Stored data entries
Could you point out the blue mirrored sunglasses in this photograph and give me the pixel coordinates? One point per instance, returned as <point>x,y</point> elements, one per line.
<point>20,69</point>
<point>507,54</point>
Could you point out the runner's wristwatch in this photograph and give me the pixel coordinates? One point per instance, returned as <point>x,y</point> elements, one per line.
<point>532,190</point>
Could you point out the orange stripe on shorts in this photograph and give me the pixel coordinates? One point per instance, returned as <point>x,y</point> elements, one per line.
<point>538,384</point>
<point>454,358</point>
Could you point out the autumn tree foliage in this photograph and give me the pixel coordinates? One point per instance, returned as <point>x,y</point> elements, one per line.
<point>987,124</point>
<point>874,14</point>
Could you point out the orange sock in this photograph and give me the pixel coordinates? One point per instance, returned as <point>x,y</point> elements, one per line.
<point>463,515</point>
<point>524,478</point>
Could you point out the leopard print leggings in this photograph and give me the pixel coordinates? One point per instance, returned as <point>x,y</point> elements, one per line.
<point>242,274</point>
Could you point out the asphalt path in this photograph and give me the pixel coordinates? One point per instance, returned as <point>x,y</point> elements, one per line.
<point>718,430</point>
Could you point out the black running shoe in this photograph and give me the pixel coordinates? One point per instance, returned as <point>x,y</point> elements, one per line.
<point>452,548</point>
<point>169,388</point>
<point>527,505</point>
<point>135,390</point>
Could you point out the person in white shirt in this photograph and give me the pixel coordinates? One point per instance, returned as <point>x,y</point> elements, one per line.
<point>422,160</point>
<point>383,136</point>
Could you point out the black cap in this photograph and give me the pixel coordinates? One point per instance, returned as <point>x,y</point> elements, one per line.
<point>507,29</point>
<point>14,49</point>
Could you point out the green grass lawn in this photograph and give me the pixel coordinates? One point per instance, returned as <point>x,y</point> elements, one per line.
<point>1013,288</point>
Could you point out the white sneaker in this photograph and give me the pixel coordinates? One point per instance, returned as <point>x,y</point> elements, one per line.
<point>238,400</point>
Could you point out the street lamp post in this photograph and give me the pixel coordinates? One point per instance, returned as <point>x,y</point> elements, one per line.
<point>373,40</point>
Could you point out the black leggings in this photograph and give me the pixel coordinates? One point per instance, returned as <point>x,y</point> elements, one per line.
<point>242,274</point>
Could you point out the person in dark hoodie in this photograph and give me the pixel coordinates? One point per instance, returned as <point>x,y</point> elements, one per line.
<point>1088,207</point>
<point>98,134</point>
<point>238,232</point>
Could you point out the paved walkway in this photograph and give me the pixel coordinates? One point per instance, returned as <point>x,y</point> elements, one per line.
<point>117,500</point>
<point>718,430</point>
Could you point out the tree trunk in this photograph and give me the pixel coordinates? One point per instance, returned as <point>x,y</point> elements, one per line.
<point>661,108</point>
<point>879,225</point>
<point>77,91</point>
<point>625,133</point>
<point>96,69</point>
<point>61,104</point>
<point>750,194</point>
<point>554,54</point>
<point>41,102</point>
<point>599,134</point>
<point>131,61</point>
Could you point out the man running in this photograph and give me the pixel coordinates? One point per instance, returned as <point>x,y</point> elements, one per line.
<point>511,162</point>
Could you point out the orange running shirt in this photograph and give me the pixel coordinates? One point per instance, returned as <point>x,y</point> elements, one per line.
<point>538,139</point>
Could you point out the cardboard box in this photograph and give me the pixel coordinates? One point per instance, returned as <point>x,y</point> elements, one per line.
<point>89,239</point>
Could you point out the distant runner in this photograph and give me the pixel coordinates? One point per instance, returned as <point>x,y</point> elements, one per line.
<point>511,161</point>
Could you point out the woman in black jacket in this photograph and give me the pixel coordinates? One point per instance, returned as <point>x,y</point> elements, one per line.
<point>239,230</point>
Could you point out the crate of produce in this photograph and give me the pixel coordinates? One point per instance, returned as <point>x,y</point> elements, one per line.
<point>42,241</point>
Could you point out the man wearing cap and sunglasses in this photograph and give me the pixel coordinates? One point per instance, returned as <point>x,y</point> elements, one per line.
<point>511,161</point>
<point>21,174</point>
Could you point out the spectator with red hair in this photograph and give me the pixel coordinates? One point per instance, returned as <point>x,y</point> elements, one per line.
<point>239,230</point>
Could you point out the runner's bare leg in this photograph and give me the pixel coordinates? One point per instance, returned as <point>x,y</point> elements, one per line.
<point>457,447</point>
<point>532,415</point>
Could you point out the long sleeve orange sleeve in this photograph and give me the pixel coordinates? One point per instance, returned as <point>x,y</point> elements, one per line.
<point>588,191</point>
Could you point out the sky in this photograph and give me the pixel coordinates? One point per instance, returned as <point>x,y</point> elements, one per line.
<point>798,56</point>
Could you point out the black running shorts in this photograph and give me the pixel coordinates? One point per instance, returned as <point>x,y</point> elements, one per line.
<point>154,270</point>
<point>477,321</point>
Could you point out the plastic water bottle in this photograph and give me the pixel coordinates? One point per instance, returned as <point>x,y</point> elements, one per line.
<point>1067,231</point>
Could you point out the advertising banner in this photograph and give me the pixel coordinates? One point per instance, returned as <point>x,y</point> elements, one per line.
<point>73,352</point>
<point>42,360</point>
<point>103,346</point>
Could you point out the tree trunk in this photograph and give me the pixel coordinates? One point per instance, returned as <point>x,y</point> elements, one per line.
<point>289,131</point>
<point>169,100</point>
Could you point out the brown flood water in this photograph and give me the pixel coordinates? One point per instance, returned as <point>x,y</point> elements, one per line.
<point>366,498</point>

(Assigned task): Your response should consist of the data above, duplicated exactly.

(Result of the exercise):
Could you point out the blue mirrored sunglasses in this photograph and give me the pixel coordinates? One point per instance, returned as <point>x,y</point> elements, one per line.
<point>20,69</point>
<point>507,54</point>
Could you point out the runner's wristwatch in this photograph and give me the pixel coordinates? One point per instance, returned as <point>x,y</point> elements, one per line.
<point>532,190</point>
Could you point out the orange stripe on shorts in this photograph and give me the pixel coordinates? One point per instance, returned as <point>x,y</point> elements, one per line.
<point>538,384</point>
<point>454,358</point>
Could you point out the autumn tree foliage in this photograph and give me the pixel coordinates? One point per instance, returned as <point>x,y</point> elements, one per line.
<point>987,124</point>
<point>874,14</point>
Could you point out the orange sock in this photograph and give me the pixel coordinates? One point per instance, returned as <point>x,y</point> elements, one per line.
<point>463,515</point>
<point>524,478</point>
Could you point out the leopard print leggings in this photograph and give me the pixel coordinates? One point per instance, returned as <point>x,y</point> elements, one per line.
<point>242,274</point>
Could you point out the asphalt path in this photograph and give me the pixel coordinates? One point per instance, returned as <point>x,y</point> elements, one per line.
<point>718,430</point>
Could you point out the black running shoe in this photograph and give me the pixel coordinates? One point per instance, returned as <point>x,y</point> elements, one per line.
<point>452,548</point>
<point>169,388</point>
<point>527,505</point>
<point>135,390</point>
Could you point out the person in white shirt in this photograph and give me the pixel coordinates? One point per instance, returned as <point>x,y</point> elements, one per line.
<point>422,160</point>
<point>383,136</point>
Could you point out the black cap in this photograph and give me the pixel coordinates? One point per instance, returned as <point>x,y</point> elements, one per line.
<point>507,29</point>
<point>14,49</point>
Could you point out the green grass lawn in this photograph and give me the pixel coordinates? One point per instance, returned as <point>x,y</point> elements, one per line.
<point>1013,288</point>
Could you point out the white sneaker in this photograph and give me the pixel coordinates? One point per instance, returned as <point>x,y</point> elements, one per line.
<point>238,400</point>
Could you point out the street lamp post in this photograph and give me the pixel coordinates? One point per instance, returned as <point>x,y</point> elements, one per line.
<point>373,40</point>
Could you point out the black leggings in this photograph and give me the pixel coordinates? One point per instance, returned as <point>x,y</point> elements, one per line.
<point>242,274</point>
Could you point out the person in dark hoodie in this photograph and give me the pixel coordinates? One point per instance, returned as <point>x,y</point> elements, one per line.
<point>1088,207</point>
<point>98,134</point>
<point>238,232</point>
Could you point out the paved walkway in this photograph and give me the pixel coordinates? One point per instance, returned as <point>x,y</point> elements, one per line.
<point>117,500</point>
<point>718,430</point>
Could you point out the tree trunk in this photograph and give me the pixel coordinates? One point per instance, returned as <point>x,y</point> elements, one per line.
<point>661,108</point>
<point>879,225</point>
<point>77,91</point>
<point>625,133</point>
<point>96,69</point>
<point>61,104</point>
<point>750,194</point>
<point>554,54</point>
<point>41,102</point>
<point>599,134</point>
<point>131,61</point>
Could you point out the man running in this photograph and give me the pixel coordinates? One point per instance, returned as <point>x,y</point> elements, one per line.
<point>511,162</point>
Could you point out the orange running shirt in this photograph and give me the pixel coordinates? One point per instance, returned as <point>x,y</point> elements, one per line.
<point>538,139</point>
Could you point out the cardboard box in this photograph and give me the pixel coordinates? One point per instance, returned as <point>x,y</point> elements, one per line.
<point>89,239</point>
Could you point out the distant runner in this photograph and give me the pixel coordinates? One point per instance, returned as <point>x,y</point> elements, one per line.
<point>511,161</point>
Could you point out the woman in black jacket in this photograph and give me the pixel coordinates? One point per instance, returned as <point>x,y</point> elements, one per line.
<point>239,230</point>
Could you point out the crate of produce in this photograph and give me the pixel coordinates? One point per instance, returned as <point>x,y</point> elements, one per line.
<point>42,241</point>
Could you point out the man wearing cap and sunglasses in this photograph and give me the pixel coordinates? One point per instance, returned as <point>x,y</point> elements, one per line.
<point>511,161</point>
<point>21,174</point>
Could you point out the spectator with red hair in this photograph and give me the pixel coordinates? One point per instance, returned as <point>x,y</point> elements, one per line.
<point>239,230</point>
Could you point out the runner's bare leg in this photograph and give me the pixel coordinates? One point per instance, returned as <point>x,y</point> elements, one per line.
<point>457,447</point>
<point>532,415</point>
Could you point out the long sleeve orange sleeve in this photograph and give me the pixel coordinates? One point per instance, returned as <point>x,y</point> elements, one per line.
<point>588,191</point>
Could you point out the sky in this photograph and give me the pixel coordinates? One point per instance, returned as <point>x,y</point> elements, one per line.
<point>798,56</point>
Could you point out the black running shorts in this photograph and give me the pixel coordinates? One point per instance, returned as <point>x,y</point> elements, one per line.
<point>154,270</point>
<point>477,321</point>
Could you point out the plastic water bottle in this photograph and give me the pixel coordinates? One point per instance, returned as <point>x,y</point> elements, one per line.
<point>1067,231</point>
Could you point out the advertising banner in this photograph and give me the pixel coordinates? One point per instance, returned as <point>x,y</point> elements, one per line.
<point>73,352</point>
<point>42,360</point>
<point>103,346</point>
Could you point out the tree trunk in this photograph and give me the pixel coordinates? One point per instance, returned as <point>x,y</point> elements, one per line.
<point>289,131</point>
<point>169,100</point>
Could you point out the brown flood water in this photograph and give me the pixel coordinates? One point per instance, returned as <point>x,y</point> elements, one per line.
<point>366,498</point>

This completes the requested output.